REQUIREMENTS: Replace "white shirt" with "white blouse" in the lines running from the one containing "Each instance receives one keypoint. Mark the white shirt" through the end of the items, and write out those lines with everything else unchanged.
··· INPUT ···
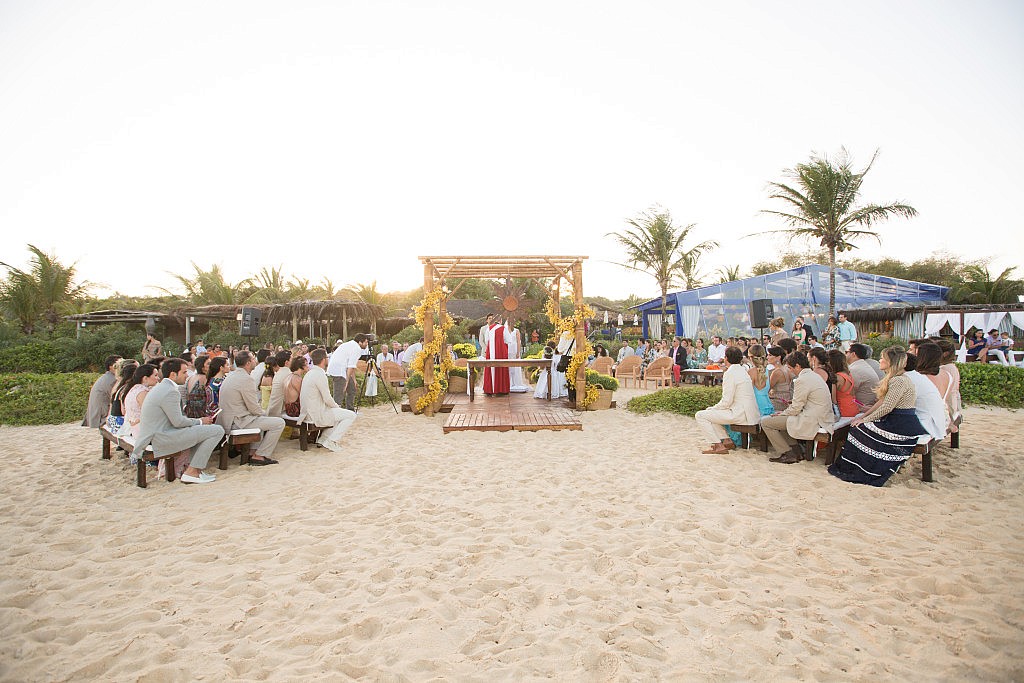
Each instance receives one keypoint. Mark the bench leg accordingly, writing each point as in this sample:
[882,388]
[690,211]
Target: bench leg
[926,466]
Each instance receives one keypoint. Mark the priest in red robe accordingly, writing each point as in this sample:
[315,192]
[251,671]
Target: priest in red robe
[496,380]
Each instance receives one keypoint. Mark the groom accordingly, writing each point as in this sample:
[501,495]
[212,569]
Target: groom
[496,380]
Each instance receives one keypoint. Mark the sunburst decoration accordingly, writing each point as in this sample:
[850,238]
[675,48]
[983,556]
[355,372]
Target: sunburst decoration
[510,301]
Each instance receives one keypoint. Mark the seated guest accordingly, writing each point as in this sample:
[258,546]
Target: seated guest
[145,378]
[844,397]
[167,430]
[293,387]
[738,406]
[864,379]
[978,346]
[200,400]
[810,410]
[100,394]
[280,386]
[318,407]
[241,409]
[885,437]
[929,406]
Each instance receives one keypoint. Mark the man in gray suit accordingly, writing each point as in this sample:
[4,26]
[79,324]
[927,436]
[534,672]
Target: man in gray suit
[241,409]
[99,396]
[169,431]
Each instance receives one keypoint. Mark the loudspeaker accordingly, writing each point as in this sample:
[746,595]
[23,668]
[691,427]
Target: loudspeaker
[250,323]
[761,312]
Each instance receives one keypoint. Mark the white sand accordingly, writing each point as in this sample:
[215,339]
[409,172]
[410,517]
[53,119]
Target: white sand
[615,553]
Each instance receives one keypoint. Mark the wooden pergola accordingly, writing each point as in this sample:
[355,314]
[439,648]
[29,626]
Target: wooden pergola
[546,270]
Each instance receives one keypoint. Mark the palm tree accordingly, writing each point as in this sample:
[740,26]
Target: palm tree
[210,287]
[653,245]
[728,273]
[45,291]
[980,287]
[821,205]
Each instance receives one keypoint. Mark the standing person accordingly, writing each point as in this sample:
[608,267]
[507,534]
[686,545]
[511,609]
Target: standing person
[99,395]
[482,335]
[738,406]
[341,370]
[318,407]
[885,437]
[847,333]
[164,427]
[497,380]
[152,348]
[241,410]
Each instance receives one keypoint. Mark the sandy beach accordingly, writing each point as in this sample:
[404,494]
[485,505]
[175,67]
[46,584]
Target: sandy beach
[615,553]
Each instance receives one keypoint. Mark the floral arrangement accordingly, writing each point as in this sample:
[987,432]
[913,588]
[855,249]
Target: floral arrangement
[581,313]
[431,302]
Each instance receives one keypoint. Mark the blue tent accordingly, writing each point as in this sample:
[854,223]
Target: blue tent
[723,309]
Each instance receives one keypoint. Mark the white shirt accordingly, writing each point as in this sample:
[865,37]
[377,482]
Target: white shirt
···
PROBLEM SOLUTION:
Each instance receives one keypoint. Mark the white blouse accordingly, writing each point as in this sample:
[865,37]
[377,482]
Target: white blouse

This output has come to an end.